▶ _WORK TO DO_:
Answer these questions using the banking overview below.
(a) Which market do community banks concentrate on?
(b) What three other names does the overview give for internet banking?
(c) What were savings and loans created to promote?

▶ _SOURCE EXTRACT_:
● ● ● ●
Banking is an industry that handles cash, credit, and other financial transactions for individual consumers and businesses alike.

Banking provides the liquidity needed for families and businesses to invest in the future and is one of the key drivers of the U.S. economy.

You can use the products and services offered by a bank or credit union to protect your money, to borrow more, and to build savings.

Banking means you won’t have to save up before going to college or buying a house. Companies can use loans to start hiring immediately to build for future demand and expansion.

In short, banking provides the means for further financial growth.

Types of Banking

Banking comprises many activities that can be done through several financial institutions that accept deposits from individuals and other entities, and then use this money to offer loans and to invest and earn profit.

Banks can be placed into certain categories based on the type of business they conduct. Commercial banks provide services to private individuals and businesses.

Retail banking provides credit, deposit, and money management to individuals and families. 

1. Community Banking

Community banks are smaller than commercial banks. They concentrate on the local market. They provide more personalized service and build relationships with their customers. 

2. Internet Banking

Internet banking provides these services via the world wide web. The sector is also called e-banking, online banking, and net banking. Most other banks now offer online services.

There are many online-only banks. Since they have no branches, they can pass cost savings onto the consumer.

3. Savings and Loan Banking

Savings and loans are specialized banking entities, created to promote affordable homeownership. Often these banks will offer a higher interest rate to depositors as they raise money to lend for mortgages.
● ● ● ●
[Dataset items]
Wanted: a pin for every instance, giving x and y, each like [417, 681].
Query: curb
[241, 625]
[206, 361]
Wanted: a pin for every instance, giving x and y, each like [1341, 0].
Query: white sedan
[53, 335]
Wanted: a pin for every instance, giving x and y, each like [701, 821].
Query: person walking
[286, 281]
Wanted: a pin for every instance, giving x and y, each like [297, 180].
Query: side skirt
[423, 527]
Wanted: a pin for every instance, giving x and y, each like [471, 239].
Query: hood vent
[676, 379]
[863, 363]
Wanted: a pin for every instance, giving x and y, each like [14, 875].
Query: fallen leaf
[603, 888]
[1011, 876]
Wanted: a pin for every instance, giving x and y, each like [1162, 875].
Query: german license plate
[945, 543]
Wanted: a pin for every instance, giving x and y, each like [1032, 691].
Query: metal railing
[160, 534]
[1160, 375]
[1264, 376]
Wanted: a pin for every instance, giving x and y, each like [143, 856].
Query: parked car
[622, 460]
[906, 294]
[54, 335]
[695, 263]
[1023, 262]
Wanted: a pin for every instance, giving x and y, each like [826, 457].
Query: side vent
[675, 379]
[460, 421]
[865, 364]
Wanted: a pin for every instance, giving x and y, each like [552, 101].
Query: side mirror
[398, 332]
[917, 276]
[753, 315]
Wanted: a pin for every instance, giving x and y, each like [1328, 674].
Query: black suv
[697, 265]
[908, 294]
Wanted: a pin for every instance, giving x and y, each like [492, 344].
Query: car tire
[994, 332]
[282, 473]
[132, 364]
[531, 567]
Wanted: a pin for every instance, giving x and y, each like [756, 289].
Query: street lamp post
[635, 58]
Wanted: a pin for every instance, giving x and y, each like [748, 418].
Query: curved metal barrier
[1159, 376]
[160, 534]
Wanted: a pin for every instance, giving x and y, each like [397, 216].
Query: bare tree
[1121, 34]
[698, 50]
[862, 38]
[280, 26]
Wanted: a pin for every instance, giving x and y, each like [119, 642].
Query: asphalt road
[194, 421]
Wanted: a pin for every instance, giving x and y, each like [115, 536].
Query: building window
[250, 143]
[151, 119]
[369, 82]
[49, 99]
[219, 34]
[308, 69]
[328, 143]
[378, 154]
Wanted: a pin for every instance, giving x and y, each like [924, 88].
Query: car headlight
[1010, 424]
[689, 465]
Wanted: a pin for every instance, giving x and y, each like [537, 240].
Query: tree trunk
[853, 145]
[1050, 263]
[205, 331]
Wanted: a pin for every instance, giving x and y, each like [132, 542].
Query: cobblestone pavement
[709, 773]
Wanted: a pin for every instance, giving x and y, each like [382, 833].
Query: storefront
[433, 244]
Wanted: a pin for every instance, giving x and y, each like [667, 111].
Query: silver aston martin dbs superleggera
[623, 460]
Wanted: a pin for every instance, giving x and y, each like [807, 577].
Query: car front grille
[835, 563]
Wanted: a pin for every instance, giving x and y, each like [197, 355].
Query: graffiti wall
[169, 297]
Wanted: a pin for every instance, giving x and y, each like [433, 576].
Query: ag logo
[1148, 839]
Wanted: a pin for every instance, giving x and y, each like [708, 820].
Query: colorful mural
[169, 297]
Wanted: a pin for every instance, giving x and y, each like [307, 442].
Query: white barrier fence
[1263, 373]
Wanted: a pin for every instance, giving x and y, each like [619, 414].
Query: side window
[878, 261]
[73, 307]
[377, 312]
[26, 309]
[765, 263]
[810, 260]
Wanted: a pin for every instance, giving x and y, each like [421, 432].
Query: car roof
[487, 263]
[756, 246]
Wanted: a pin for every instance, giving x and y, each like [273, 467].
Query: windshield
● ● ● ●
▶ _ANSWER TO THIS TASK_:
(a) The local market.
(b) E-banking, online banking, and net banking.
(c) Affordable homeownership.